How to complete this task :: In the abstracts, which classical models does the SAH early ensemble learning predictive model outperform?

Study text ::
[Start of section]
2019nCoVAS: Developing the Web Service for Epidemic Transmission Prediction, Genome Analysis, and Psychological Stress Assessment for 2019-nCoV

Since the COVID-19 epidemic is still expanding around the world and poses a serious threat to human life and health, it is necessary for us to carry out epidemic transmission prediction, whole genome sequence analysis, and public psychological stress assessment for 2019-nCoV. However, transmission prediction models are insufficiently accurate and genome sequence characteristics are not clear, and it is difficult to dynamically assess the public psychological stress state under the 2019-nCoV epidemic. Therefore, this study develops a 2019nCoVAS web service (http://www.combio-lezhang.online/2019ncov/home.html) that not only offers online epidemic transmission prediction and lineage-associated underrepresented permutation (LAUP) analysis services to investigate the spreading trends and genome sequence characteristics, but also provides psychological stress assessments based on such an emotional dictionary that we built for 2019-nCoV. Finally, we discuss the shortcomings and further study of the 2019nCoVAS web service.

Review of Artificial Intelligence Applications and Algorithms for Brain Organoid Research

The human brain organoid is a miniature three-dimensional tissue culture that can simulate the structure and function of the brain in an in vitro culture environment. Although we consider that human brain organoids could be used to understand brain development and diseases, experimental models of human brain organoids are so highly variable that we apply artificial intelligence (AI) techniques to investigate the development mechanism of the human brain. Therefore, this study briefly reviewed commonly used AI applications for human brain organoid-magnetic resonance imaging, electroencephalography, and gene editing techniques, as well as related AI algorithms. Finally, we discussed the limitations, challenges, and future study direction of AI-based technology for human brain organoids.

Development of an Early Prediction Model for Subarachnoid Hemorrhage With Genetic and Signaling Pathway Analysis

Subarachnoid hemorrhage (SAH) is devastating disease with high mortality, high disability rate, and poor clinical prognosis. It has drawn great attentions in both basic and clinical medicine. Therefore, it is necessary to explore the therapeutic drugs and effective targets for early prediction of SAH. Firstly, we demonstrate that LCN2 can effectively intervene or treat SAH from the perspective of cell signaling pathway. Next, three potential genes that we explored have been validated by manually reviewed experimental evidences. Finally, we turn out that the SAH early ensemble learning predictive model performs better than the classical LR, SVM, and Naïve-Bayes models.

CpG-island-based annotation and analysis of human housekeeping genes

By reviewing previous CpG-related studies, we consider that the transcription regulation of about half of the human genes, mostly housekeeping (HK) genes, involves CpG islands (CGIs), their methylation states, CpG spacing and other chromosomal parameters. However, the precise CGI definition and positioning of CGIs within gene structures, as well as specific CGI-associated regulatory mechanisms, all remain to be explained at individual gene and gene-family levels, together with consideration of species and lineage specificity. Although previous studies have already classified CGIs into high-CpG (HCGI), intermediate-CpG (ICGI) and low-CpG (LCGI) densities based on CpG density variation, the correlation between CGI density and gene expression regulation, such as co-regulation of CGIs and TATA box on HK genes, remains to be elucidated. First, this study introduces such a problem-solving protocol for human-genome annotation, which is based on a combination of GTEx, JBLA and Gene Ontology (GO) analysis. Next, we discuss why CGI-associated genes are most likely regulated by HCGI and tend to be HK genes; the HCGI/TATA± and LCGI/TATA± combinations show different GO enrichment, whereas the ICGI/TATA± combination is less characteristic based on GO enrichment analysis. Finally, we demonstrate that Hadoop MapReduce-based MR-JBLA algorithm is more efficient than the original JBLA in k-mer counting and CGI-associated gene analysis.
[End of section]
Pointing data for referring expressions
[Start of section]
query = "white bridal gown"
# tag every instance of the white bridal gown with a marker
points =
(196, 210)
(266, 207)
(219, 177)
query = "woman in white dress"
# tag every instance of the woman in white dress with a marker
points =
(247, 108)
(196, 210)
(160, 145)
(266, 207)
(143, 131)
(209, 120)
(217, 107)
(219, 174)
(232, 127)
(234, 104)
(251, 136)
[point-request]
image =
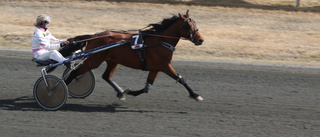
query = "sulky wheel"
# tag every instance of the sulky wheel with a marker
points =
(82, 86)
(52, 97)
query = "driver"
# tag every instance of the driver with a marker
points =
(44, 45)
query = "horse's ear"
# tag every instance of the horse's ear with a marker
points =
(181, 16)
(188, 13)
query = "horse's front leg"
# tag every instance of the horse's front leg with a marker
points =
(151, 77)
(173, 74)
(107, 76)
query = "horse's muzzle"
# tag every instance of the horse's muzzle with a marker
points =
(198, 42)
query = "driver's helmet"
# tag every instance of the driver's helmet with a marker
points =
(41, 19)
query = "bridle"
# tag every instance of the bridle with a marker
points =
(186, 24)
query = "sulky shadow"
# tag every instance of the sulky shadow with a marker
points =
(26, 103)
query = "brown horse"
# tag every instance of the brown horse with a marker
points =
(160, 41)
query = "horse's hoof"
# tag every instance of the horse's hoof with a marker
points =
(197, 98)
(121, 96)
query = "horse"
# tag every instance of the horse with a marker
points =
(155, 56)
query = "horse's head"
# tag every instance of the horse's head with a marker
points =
(189, 29)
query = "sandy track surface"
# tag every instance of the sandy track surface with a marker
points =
(240, 100)
(234, 30)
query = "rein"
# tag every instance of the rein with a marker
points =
(163, 36)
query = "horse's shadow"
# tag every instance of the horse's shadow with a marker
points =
(26, 103)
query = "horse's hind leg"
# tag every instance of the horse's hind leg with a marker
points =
(151, 77)
(173, 74)
(107, 76)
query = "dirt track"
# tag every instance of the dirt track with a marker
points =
(240, 100)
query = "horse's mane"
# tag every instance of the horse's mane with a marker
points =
(162, 25)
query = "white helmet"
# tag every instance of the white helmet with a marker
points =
(41, 19)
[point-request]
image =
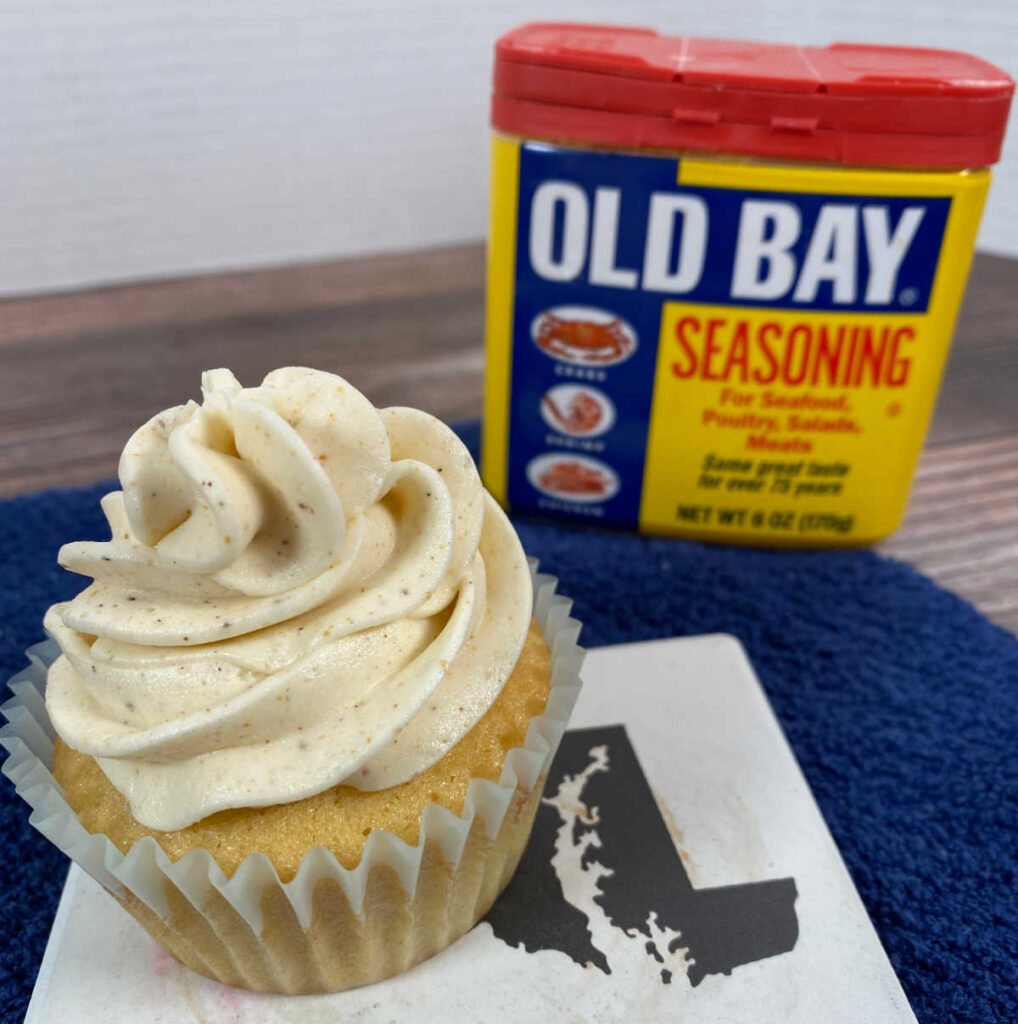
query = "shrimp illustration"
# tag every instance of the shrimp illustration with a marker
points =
(583, 414)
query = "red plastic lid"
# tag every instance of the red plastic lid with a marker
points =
(846, 103)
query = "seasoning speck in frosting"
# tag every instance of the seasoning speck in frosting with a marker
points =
(405, 588)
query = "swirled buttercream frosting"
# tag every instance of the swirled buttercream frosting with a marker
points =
(300, 590)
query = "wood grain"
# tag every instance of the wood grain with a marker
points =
(82, 371)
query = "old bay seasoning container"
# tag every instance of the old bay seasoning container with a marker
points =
(723, 275)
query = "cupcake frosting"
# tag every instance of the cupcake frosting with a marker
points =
(300, 590)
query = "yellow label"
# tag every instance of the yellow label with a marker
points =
(716, 348)
(800, 426)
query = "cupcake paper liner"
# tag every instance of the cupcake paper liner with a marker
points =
(330, 927)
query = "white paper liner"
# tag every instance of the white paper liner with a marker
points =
(144, 870)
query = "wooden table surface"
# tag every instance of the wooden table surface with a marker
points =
(82, 371)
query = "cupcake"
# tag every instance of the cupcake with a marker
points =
(304, 712)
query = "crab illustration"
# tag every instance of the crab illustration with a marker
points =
(584, 341)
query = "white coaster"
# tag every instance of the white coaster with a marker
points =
(679, 869)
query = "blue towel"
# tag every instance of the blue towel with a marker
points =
(899, 699)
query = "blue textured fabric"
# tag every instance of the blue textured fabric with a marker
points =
(899, 699)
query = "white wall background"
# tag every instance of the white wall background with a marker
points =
(143, 139)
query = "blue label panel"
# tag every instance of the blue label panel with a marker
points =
(588, 307)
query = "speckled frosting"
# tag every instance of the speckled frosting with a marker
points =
(300, 590)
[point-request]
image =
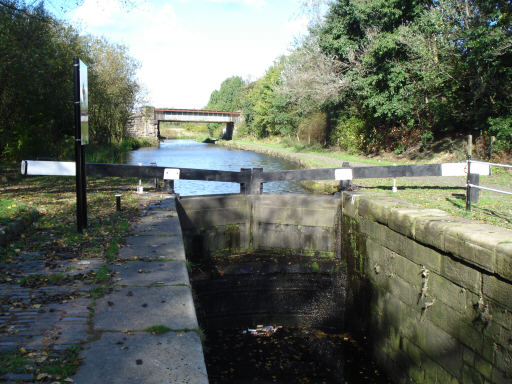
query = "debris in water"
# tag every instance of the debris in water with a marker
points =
(260, 330)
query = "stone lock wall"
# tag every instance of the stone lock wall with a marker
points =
(436, 290)
(433, 291)
(304, 224)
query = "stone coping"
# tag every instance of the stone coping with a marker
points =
(483, 246)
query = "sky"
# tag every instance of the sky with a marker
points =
(186, 48)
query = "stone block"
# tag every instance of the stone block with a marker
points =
(476, 243)
(498, 290)
(461, 274)
(350, 203)
(504, 260)
(430, 230)
(449, 293)
(471, 375)
(484, 367)
(422, 255)
(503, 359)
(376, 208)
(459, 326)
(501, 315)
(435, 373)
(500, 377)
(412, 351)
(441, 347)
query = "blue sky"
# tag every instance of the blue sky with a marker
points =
(188, 47)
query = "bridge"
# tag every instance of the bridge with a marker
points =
(146, 123)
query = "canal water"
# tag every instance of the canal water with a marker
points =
(299, 352)
(191, 154)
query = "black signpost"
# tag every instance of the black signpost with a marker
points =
(81, 139)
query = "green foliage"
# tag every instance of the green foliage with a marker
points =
(411, 65)
(267, 111)
(229, 96)
(102, 275)
(158, 329)
(349, 134)
(36, 77)
(501, 127)
(312, 130)
(10, 209)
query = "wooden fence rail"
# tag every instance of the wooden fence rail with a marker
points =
(251, 180)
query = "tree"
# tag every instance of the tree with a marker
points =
(268, 111)
(36, 84)
(113, 91)
(229, 96)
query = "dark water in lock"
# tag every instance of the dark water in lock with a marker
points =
(191, 154)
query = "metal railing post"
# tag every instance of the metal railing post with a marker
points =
(468, 186)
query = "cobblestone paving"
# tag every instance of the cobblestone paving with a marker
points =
(43, 319)
(46, 309)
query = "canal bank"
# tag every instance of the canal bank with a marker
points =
(146, 330)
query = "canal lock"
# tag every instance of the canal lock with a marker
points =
(248, 267)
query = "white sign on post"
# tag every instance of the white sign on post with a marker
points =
(48, 168)
(343, 174)
(171, 174)
(461, 169)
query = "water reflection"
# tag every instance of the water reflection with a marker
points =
(191, 154)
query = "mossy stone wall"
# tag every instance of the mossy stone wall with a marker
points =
(300, 224)
(436, 290)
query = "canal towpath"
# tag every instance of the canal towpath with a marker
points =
(146, 330)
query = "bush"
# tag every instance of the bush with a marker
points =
(313, 130)
(349, 134)
(501, 127)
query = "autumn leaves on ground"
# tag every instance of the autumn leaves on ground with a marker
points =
(50, 274)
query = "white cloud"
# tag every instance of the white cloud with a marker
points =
(183, 59)
(252, 3)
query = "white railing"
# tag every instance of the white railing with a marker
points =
(470, 185)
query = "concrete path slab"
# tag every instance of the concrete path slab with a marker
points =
(154, 289)
(145, 273)
(175, 357)
(153, 247)
(137, 308)
(159, 224)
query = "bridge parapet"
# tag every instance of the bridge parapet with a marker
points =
(146, 123)
(196, 115)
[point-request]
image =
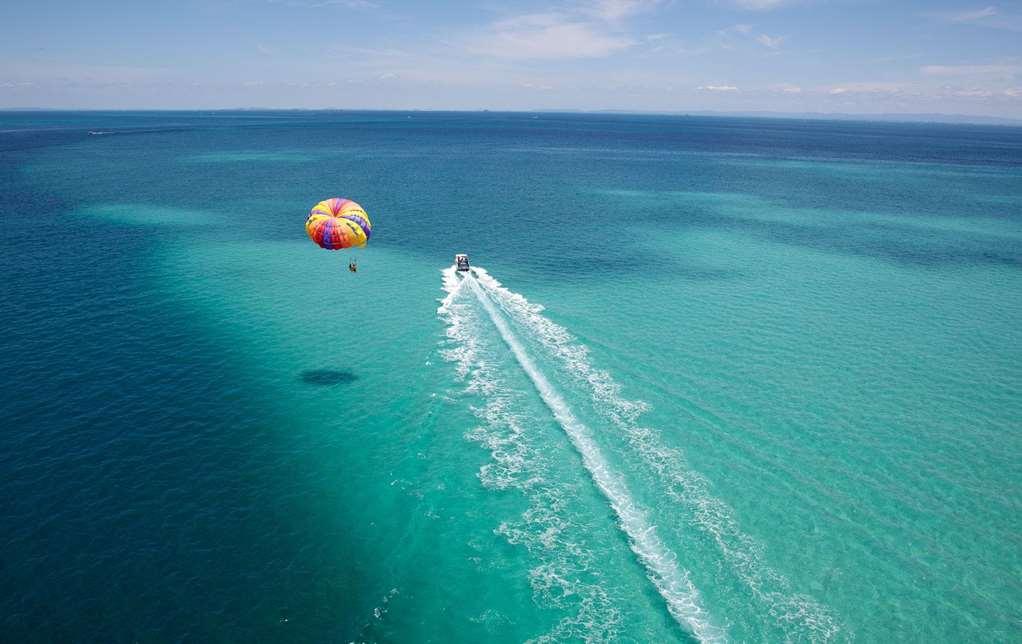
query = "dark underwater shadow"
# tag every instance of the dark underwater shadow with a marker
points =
(327, 377)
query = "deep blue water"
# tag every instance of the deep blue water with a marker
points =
(795, 347)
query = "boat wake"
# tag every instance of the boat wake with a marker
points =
(682, 598)
(797, 614)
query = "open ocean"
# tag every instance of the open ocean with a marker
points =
(718, 379)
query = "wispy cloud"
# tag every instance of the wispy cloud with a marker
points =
(875, 89)
(611, 10)
(312, 4)
(737, 33)
(540, 36)
(771, 42)
(972, 15)
(787, 88)
(593, 30)
(760, 5)
(1006, 71)
(992, 16)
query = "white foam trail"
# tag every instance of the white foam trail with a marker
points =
(562, 578)
(681, 595)
(743, 554)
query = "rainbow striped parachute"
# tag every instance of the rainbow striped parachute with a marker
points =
(337, 223)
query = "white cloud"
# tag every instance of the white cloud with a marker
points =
(760, 5)
(611, 10)
(787, 88)
(974, 92)
(972, 15)
(547, 36)
(866, 88)
(771, 42)
(971, 70)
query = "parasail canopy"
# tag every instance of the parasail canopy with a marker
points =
(338, 223)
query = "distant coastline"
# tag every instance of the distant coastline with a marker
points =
(808, 116)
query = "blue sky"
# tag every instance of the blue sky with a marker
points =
(861, 56)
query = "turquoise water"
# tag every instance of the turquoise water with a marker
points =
(715, 379)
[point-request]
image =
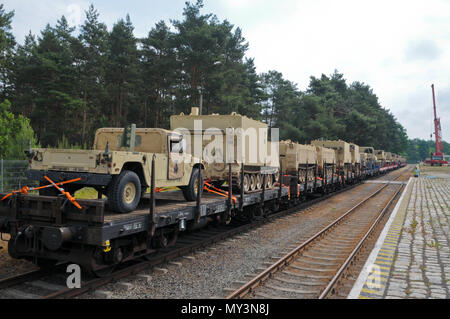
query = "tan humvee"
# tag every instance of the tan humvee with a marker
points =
(354, 150)
(342, 151)
(381, 157)
(236, 139)
(120, 166)
(326, 159)
(389, 157)
(297, 158)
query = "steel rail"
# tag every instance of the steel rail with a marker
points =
(282, 262)
(28, 276)
(355, 251)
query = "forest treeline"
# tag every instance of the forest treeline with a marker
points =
(70, 81)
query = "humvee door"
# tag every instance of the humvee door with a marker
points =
(176, 146)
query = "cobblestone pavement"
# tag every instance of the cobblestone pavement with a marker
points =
(414, 261)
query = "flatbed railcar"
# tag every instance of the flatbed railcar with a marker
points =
(48, 229)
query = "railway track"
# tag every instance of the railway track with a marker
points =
(50, 284)
(314, 268)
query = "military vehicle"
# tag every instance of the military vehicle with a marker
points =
(389, 158)
(235, 139)
(296, 159)
(342, 151)
(369, 154)
(381, 157)
(354, 150)
(119, 166)
(326, 160)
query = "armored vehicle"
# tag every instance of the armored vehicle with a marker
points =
(296, 159)
(354, 150)
(389, 158)
(370, 158)
(223, 139)
(381, 157)
(326, 160)
(119, 166)
(342, 151)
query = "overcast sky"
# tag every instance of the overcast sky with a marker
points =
(397, 47)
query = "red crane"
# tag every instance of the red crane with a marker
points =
(437, 158)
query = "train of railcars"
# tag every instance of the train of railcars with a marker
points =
(49, 229)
[End of section]
Answer to the problem :: The LR, SVM, and Naïve-Bayes models.